» Problem statement:
Starting at the line that contains "find tree line", print every remaining line of the entries, unchanged, and output nothing more.

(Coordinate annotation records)
- - -

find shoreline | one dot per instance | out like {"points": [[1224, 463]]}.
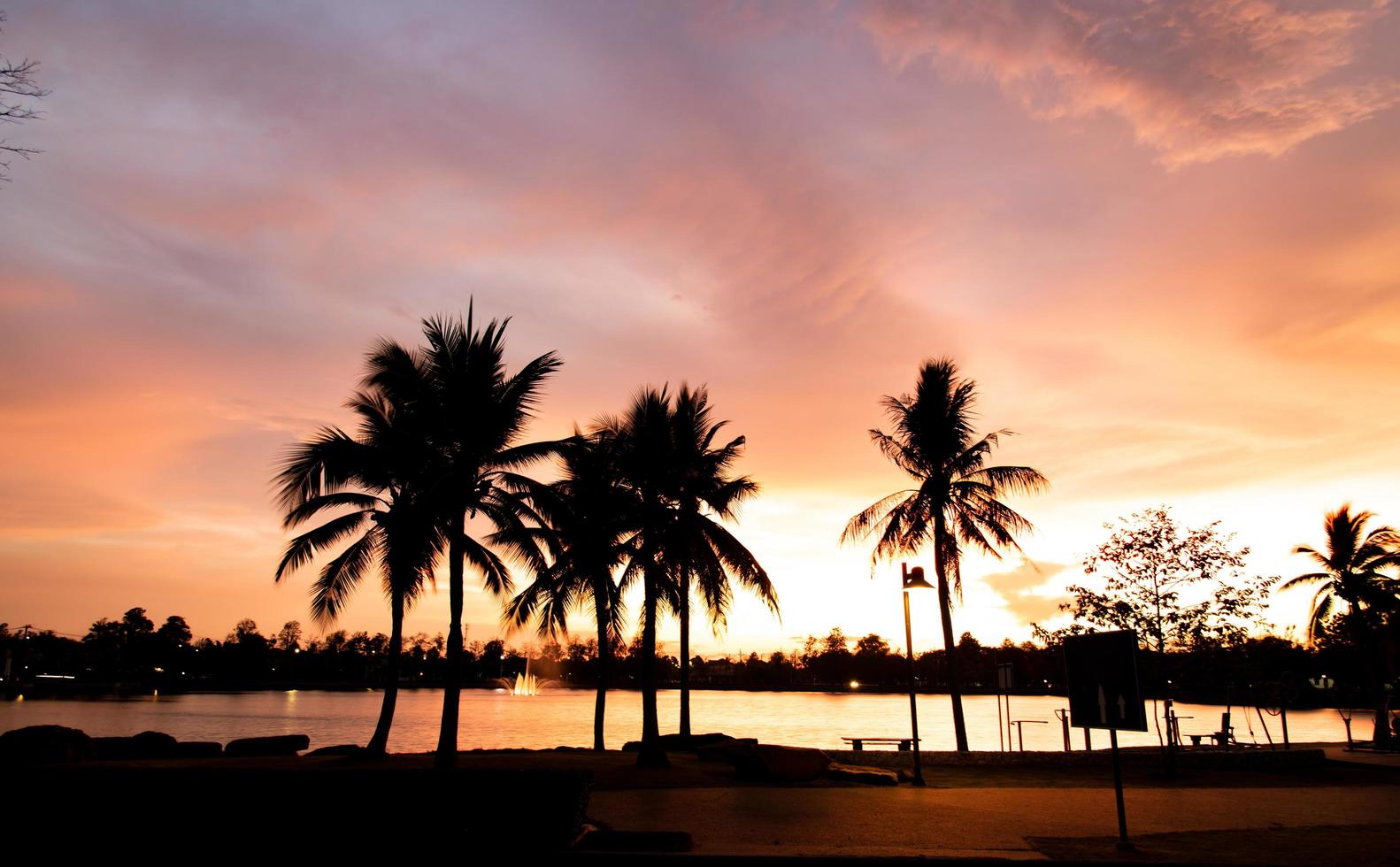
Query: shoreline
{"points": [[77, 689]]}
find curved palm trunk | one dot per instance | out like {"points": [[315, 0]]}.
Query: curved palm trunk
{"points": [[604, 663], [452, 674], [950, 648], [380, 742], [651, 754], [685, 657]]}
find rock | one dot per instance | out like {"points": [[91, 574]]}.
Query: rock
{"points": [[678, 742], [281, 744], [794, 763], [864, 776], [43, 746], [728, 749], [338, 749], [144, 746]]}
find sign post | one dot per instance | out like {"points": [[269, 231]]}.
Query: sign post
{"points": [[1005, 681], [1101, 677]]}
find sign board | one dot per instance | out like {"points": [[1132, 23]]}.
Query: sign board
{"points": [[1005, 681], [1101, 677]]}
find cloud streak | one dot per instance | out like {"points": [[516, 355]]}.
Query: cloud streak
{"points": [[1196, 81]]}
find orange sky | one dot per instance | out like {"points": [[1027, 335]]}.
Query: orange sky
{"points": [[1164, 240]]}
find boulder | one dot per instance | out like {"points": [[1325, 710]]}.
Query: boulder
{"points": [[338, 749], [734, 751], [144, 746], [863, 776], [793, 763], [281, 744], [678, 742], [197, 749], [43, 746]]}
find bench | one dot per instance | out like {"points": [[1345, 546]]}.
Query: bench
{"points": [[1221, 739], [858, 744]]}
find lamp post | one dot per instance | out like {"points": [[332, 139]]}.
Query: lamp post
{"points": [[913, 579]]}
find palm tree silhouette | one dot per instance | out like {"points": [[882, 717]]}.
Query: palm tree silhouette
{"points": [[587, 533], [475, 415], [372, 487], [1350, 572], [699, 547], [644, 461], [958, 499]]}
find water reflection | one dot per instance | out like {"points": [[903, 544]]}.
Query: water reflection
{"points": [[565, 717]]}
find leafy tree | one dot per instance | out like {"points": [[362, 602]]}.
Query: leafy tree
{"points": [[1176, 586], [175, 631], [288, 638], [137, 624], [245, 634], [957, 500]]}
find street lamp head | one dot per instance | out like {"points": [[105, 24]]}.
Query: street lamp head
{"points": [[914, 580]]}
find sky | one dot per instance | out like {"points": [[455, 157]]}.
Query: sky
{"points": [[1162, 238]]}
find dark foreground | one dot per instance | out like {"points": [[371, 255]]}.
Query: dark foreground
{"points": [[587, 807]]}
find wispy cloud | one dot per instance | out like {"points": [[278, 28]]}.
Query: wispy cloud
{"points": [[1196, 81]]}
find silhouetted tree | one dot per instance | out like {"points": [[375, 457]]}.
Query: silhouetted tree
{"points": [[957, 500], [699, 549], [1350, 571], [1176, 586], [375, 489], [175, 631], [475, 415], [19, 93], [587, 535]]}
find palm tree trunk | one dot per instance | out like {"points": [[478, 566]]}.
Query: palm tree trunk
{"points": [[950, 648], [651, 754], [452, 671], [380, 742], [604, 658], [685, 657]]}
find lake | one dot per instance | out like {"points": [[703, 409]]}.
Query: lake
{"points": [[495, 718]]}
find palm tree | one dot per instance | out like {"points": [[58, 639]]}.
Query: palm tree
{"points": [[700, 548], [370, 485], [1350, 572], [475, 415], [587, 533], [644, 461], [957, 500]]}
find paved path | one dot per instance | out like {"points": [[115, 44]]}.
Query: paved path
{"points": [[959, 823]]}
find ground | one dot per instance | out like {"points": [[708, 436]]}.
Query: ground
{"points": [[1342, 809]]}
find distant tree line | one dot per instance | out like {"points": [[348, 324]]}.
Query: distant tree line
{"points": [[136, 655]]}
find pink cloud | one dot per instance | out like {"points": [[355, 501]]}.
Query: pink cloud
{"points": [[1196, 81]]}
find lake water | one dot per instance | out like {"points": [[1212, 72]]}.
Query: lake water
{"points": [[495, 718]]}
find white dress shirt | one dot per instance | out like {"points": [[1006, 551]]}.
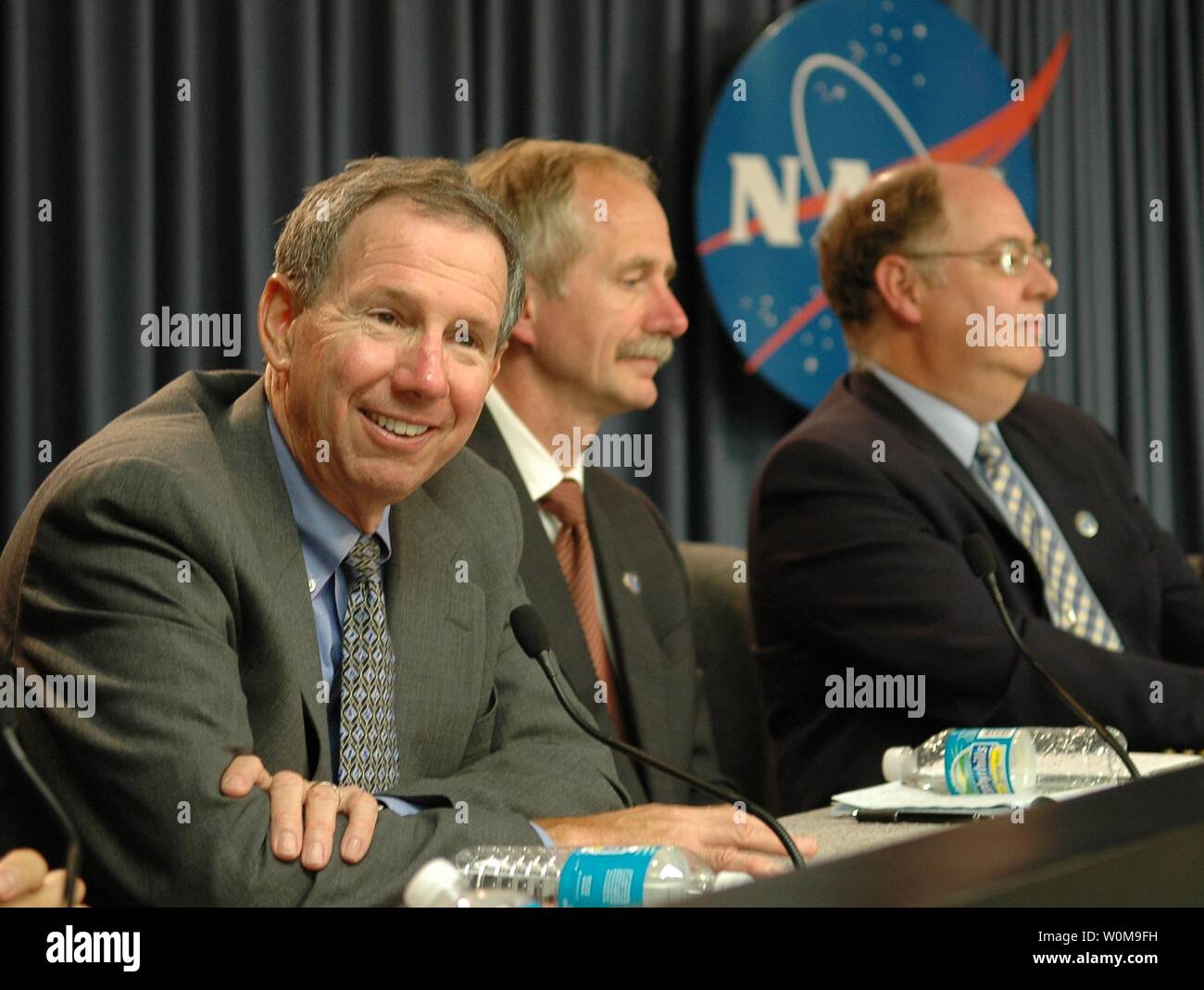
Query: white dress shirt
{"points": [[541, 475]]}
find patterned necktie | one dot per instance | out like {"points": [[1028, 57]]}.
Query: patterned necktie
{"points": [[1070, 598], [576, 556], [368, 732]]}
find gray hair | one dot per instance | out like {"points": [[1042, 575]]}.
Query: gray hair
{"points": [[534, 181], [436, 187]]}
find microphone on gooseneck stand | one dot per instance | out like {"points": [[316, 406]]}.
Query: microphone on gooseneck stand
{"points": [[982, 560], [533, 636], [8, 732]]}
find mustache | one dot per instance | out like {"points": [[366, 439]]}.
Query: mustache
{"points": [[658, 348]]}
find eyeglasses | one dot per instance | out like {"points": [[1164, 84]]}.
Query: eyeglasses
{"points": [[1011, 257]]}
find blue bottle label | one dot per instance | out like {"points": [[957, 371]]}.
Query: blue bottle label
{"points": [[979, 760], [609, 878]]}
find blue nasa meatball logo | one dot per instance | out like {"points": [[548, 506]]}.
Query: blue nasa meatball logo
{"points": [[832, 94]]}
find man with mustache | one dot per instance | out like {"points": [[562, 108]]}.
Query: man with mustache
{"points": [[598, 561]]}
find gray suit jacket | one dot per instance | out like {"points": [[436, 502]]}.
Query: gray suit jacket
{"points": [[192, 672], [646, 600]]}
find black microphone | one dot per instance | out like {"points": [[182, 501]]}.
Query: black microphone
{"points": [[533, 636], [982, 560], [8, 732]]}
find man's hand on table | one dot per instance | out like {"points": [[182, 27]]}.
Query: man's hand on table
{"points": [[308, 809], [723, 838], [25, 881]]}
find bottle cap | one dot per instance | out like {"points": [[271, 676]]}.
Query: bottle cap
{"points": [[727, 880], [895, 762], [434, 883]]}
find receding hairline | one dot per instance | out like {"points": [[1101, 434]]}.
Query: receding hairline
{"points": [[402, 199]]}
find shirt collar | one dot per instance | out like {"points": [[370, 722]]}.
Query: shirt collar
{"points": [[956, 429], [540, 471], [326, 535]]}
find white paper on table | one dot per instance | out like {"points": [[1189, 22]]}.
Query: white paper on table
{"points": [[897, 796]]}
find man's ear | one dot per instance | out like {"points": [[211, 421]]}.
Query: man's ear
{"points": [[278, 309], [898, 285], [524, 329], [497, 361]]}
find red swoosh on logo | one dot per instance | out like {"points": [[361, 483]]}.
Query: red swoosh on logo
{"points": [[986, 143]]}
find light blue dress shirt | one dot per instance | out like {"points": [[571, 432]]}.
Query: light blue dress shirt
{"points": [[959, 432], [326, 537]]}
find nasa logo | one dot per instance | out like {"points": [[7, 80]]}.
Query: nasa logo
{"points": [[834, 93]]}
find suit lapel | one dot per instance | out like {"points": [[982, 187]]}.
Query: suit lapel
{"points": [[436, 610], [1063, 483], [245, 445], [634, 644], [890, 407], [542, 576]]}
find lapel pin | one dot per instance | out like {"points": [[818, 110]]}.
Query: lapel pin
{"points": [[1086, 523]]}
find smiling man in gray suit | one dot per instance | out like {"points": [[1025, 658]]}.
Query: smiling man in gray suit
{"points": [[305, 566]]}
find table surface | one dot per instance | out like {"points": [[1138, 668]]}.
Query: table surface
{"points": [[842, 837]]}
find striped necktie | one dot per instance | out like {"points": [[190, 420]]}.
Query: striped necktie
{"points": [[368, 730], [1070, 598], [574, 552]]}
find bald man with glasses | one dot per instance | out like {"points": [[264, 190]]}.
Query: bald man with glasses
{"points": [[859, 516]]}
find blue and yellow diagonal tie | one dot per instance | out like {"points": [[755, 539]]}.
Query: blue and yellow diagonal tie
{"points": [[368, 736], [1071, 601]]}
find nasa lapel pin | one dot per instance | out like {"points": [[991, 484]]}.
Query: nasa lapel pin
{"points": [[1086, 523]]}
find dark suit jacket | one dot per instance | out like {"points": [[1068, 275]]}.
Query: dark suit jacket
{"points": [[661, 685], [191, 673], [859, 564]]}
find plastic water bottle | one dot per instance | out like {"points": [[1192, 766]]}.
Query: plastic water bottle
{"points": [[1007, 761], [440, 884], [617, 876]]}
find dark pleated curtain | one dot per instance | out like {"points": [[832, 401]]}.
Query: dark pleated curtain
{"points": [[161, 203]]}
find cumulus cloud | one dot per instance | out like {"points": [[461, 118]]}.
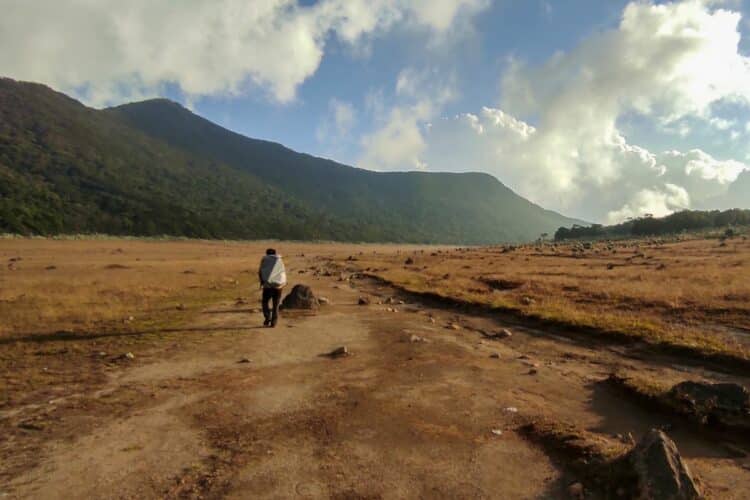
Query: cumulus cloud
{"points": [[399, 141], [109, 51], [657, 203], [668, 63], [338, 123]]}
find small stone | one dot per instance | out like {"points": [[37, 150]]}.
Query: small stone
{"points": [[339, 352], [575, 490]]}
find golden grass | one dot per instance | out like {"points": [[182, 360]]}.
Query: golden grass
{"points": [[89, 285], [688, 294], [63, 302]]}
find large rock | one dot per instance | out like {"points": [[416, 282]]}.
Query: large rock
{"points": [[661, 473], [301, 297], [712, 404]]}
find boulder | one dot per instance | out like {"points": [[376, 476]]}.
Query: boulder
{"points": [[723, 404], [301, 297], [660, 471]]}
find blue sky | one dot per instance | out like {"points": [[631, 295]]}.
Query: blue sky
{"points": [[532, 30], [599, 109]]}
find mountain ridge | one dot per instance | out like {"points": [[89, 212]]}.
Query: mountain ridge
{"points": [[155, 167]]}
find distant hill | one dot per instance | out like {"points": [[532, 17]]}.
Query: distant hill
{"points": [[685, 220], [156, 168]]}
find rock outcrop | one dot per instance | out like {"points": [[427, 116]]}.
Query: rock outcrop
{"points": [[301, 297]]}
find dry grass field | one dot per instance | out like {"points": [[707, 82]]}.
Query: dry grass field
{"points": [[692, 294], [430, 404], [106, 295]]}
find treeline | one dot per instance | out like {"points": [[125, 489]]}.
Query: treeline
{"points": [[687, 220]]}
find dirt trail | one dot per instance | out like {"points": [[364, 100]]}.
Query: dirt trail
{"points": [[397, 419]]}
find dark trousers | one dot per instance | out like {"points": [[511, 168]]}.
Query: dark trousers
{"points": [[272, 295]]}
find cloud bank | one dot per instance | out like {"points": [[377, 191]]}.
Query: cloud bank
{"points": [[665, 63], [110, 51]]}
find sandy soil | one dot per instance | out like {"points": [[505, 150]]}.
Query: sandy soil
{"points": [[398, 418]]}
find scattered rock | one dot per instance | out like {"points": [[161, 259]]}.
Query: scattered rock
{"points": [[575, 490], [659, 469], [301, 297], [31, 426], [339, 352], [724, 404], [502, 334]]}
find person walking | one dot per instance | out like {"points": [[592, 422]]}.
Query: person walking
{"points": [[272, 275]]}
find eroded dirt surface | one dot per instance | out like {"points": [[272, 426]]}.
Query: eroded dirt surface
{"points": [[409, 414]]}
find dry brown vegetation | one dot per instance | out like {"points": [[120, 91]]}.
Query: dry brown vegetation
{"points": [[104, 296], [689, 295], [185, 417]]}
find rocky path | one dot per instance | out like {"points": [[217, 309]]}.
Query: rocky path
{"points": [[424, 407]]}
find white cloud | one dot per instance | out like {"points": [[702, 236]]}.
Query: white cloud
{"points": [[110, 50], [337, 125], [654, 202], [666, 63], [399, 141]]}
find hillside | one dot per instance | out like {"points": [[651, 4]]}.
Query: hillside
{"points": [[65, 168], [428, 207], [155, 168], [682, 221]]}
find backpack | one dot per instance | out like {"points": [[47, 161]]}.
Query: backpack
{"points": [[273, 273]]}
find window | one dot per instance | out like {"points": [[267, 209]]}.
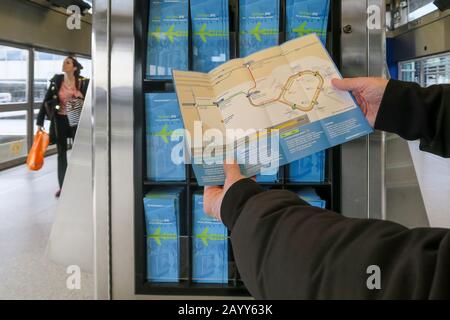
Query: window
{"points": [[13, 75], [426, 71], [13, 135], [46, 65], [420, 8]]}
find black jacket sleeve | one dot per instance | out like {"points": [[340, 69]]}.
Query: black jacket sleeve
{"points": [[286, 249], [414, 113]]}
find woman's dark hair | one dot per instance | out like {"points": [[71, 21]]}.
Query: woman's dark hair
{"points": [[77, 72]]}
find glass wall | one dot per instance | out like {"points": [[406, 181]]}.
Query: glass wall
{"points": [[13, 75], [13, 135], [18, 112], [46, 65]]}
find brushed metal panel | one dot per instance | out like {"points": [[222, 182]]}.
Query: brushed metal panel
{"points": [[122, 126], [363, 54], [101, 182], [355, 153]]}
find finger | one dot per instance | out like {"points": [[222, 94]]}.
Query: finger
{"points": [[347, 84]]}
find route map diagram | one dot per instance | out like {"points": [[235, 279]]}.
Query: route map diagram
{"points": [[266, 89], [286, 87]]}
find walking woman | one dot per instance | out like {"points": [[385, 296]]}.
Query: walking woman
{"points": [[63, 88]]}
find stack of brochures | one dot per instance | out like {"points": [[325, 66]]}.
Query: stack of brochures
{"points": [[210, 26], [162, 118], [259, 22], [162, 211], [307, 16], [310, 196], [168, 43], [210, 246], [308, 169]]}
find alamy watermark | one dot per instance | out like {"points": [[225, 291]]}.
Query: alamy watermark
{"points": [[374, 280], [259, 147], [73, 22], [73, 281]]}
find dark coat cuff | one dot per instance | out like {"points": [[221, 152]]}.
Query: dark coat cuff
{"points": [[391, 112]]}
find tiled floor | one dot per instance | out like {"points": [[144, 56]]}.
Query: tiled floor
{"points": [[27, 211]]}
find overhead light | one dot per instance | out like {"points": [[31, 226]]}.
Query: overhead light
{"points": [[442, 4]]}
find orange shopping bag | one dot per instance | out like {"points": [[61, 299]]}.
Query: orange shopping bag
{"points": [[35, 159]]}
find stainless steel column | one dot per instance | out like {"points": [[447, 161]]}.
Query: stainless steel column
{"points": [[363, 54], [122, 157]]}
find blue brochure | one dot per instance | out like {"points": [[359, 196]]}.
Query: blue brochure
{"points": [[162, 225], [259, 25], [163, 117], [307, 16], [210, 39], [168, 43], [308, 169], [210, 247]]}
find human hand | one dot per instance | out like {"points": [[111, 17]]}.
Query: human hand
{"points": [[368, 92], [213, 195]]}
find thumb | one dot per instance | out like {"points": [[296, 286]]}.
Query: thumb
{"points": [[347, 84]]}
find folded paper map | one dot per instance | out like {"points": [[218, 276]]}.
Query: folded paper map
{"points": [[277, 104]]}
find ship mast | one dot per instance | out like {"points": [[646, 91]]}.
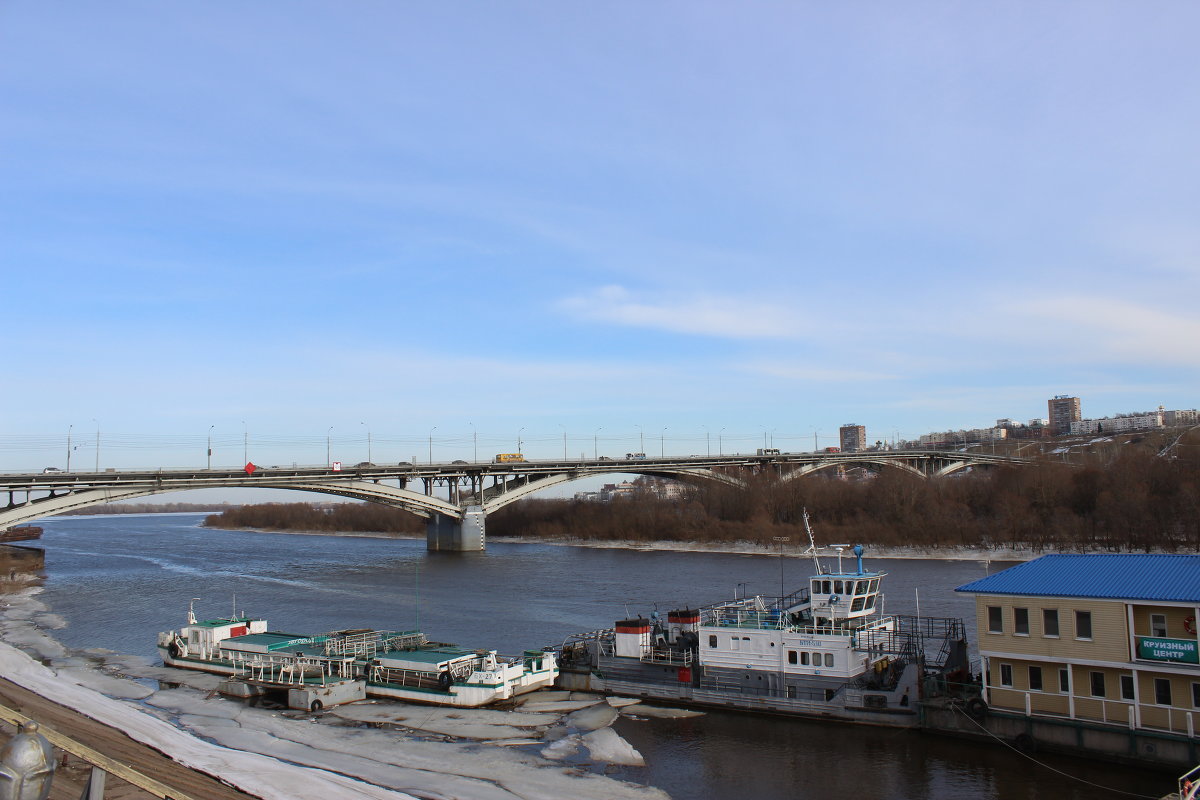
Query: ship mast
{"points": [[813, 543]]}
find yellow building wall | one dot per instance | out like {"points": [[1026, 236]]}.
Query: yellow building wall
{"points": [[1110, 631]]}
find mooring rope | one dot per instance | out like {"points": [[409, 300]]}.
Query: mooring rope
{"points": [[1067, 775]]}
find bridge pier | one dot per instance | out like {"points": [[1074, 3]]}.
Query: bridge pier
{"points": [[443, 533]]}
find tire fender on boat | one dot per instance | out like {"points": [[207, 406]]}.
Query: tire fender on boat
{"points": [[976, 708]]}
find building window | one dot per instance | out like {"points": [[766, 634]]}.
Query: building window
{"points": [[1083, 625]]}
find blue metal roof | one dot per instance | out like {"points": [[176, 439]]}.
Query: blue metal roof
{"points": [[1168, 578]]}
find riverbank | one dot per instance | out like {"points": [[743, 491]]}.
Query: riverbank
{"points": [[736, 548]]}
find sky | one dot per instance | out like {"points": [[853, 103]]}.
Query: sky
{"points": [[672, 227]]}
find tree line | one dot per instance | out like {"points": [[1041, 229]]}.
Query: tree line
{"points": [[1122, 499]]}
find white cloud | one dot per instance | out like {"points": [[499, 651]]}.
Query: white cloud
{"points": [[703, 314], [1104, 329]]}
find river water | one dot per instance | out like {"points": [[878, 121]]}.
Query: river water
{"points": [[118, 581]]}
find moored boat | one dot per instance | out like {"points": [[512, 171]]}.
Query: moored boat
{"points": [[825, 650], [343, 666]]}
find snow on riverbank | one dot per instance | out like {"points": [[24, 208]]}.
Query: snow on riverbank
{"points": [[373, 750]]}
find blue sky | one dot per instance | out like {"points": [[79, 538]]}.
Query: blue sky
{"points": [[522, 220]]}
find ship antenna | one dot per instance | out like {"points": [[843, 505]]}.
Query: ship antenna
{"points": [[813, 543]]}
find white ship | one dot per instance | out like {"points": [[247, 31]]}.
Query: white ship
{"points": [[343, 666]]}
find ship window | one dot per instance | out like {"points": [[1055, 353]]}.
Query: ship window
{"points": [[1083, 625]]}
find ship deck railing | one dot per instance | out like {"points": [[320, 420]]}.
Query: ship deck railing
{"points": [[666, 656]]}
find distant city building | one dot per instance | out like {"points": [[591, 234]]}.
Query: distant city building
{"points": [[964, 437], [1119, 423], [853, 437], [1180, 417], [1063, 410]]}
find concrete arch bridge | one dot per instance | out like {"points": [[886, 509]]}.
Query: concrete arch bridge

- - -

» Completed task:
find tree line | one dot per instance | out like {"points": [[1041, 229]]}.
Query: tree line
{"points": [[1122, 499]]}
find white cloud | one dot per instance | out like {"points": [[499, 651]]}.
Query: white cloud
{"points": [[703, 314], [1104, 329]]}
find river water | one dot per instance | out like {"points": [[878, 121]]}.
Query: river water
{"points": [[118, 581]]}
find moored boat | one dot per instance | out like {"points": [[512, 171]]}.
Query: moored boat
{"points": [[825, 650], [343, 666]]}
find snow on riverbank | one dot per instance | out like {"points": [[24, 208]]}.
Query: snow on riverbank
{"points": [[373, 750]]}
find blue sky | one dot per instance | out like {"points": [[79, 538]]}.
Query: blue sky
{"points": [[522, 220]]}
find ship antenna | one dot per instance | out like {"points": [[843, 505]]}.
Query: ship antenna
{"points": [[813, 543]]}
find white ship | one dot per instance | out like {"points": [[247, 31]]}.
Query: white ship
{"points": [[343, 666]]}
find ship window | one dot per instance | out like {"points": [[1055, 353]]}.
Query: ship window
{"points": [[1083, 625]]}
find ship deck railing | one dot per instance | out like {"points": [[320, 420]]}.
Query: ship deck railing
{"points": [[666, 656]]}
find distant city building | one dot per instance | out like {"points": [[591, 234]]}.
Query: distant city building
{"points": [[964, 437], [1119, 423], [853, 437], [1180, 417], [1063, 410]]}
find concrete arch bridge | one dot per instance | out like {"points": [[886, 509]]}.
Query: concrete arch bridge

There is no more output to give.